Excerpted text:
"""

If you had a choice of colors,

Which one would you choose, my Brothers;

If it was to be day or night,

Which one would you choose to be right?

That had an emblematic effect on my sense of self. He sang that in a falsetto. He was not trying to make White people feel comfortable with him. I don’t know any White people who even heard that song back then.

Funk and Soul Finally, in terms of contributions, Prince’s devotion to Soul music, particularly to Funk, in the 1980’s, was a support of a totally unique, and path-breaking sound that is enduring; Funk and Soul belong to the pantheon of our contributions to music; they bear the stamp of African America — they can’t be replicated or stolen. And Prince was up to the task. His Funk was on the same level of exquisiteness as that of James Brown (clearly the king of them all, y’all), Jimmy Nolen, Parliament, Sly, Chaka Khan, Rick James…

Death

There is no desire to be disrespectful here but, Purple Rain may be the worst movie ever made. It seems that as the ‘80’s wore on, Prince relied more, moved more into, pop and away from his funk groove, and in this capacity he came out with very White images throughout.

It is, however, not only the exclusively White images (and oh, the fact that there is no story line…), that makes the movie Purple Rain terrible, but it is also the exclusively hetero images, which means that he let go of, as he figured out how to gain fame and fortune, his really strongest stuff. NPR reported today that Prince left $500,000,000 upon his passing. It is not clear to me that there is any circumstance in which it is healthy for one person to leave 500 million dollars on the table upon exiting the planet.

The Disease of Addiction On my way into my NA meeting on the day after I got news of Prince’s death, I was still quite sad. My Brother George asked me “How are you?”, and I got out the word “Prince” with tears in my eyes. George said, “It’s the disease of addiction. My son died from a heroin overdose four months ago. We have to treat the disease. That is the meaning of Prince’s death.”

This scribe cedes authority on these matters to the one-million-strong network that is Narcotics Anonymous. There are all types of conspiracy theories, theories about Illuminati (who are they?), corrupt doctors, and other projections surrounding Prince’s death. The coroner’s initial report, and the other official (lack of) pronouncements have, one week later, provided us with nothing definitive.

"""

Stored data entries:
"""

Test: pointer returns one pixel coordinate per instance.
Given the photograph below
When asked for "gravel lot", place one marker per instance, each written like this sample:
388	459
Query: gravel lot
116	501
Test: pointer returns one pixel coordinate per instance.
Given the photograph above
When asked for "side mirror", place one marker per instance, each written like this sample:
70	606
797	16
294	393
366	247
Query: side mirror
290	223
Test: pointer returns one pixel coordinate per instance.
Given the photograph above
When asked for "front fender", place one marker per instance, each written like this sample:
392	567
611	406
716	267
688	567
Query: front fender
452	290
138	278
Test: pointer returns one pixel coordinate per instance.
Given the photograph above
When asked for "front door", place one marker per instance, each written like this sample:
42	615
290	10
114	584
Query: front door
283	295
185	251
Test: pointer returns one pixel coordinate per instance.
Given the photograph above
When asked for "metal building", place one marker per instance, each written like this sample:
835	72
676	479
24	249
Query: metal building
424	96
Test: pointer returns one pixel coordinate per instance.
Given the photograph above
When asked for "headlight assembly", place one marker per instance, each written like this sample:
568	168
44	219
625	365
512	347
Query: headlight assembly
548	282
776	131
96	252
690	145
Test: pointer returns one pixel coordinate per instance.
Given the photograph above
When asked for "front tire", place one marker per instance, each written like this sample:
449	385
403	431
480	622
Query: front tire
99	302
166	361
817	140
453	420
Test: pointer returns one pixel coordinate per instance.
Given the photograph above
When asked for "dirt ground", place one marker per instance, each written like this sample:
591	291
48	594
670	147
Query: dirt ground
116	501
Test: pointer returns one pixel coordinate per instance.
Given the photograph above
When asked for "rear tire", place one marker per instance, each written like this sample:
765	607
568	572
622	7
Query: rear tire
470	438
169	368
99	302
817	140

"""

Task list:
(A) Rewrite the paragraph of the text about Prince that begins "It is, however, not only the exclusively White images" as a brief bulleted list that keeps its main facts.
(B) Continue the text about Prince from the point where it stops.

Answers per task:
(A)
- Purple Rain is terrible not only for its exclusively White images and lack of a story line but also for its exclusively hetero images.
- In pursuing fame and fortune, Prince let go of his strongest material.
- NPR reported that Prince left $500,000,000 upon his passing.
- The writer doubts that it is ever healthy for one person to leave 500 million dollars behind when exiting the planet.

(B)
Folks in Narcotics Anonymous were unanimous in their observations of the life of Prince over the last few years; that he had been struggling with opioids. For the uninitiated (and it’s hard to see how anyone could be, given the ubiquitous nature of drug addiction in our society today), poppy seeds are the principal ingredient of opium, and therefore, contain the basic ingredient in heroin. Today, all across the United States, in addition to people being addicted to heroin outright, the pharmaceutical industry and the psychiatrists have seen to it that millions of people are addicted to prescription drugs, the most common being those based in opioids. The state of Massachusetts has 7.6 million residents. In the year of our Lord 2014, 4.1 million prescriptions were handed out to these residents (Boston Globe, 10/21/2015). It is in these circumstances that a short-hand way of stating the case is that millions of U.S. citizens are today suffering from heroin addiction and are overdosing from heroin abuse.

Prince was addicted to prescription opioids, and as this scribe tries to bear witness, however small a degree of witness, to the meaning of his life (not being a fan, it is only a meager attempt), the meaning of his death rests squarely with the disease of addiction, which, in accordance with great disorder in the society we live in, does not discriminate — the disease of addiction effects all equally. Everyone in the culture is susceptible, and even the most wealthy, like Prince, cannot get around it, cannot duck it, cannot avoid its purview.

To understand the death of Prince, we must observe one of the most deadly physical, mental and spiritual maladies of our time — indeed, the disease of addiction is unique to and all-embracing of the identity of the present decay of this culture. Like the deaths of all who have succumbed to this disease, we must take this lesson from the death of Prince.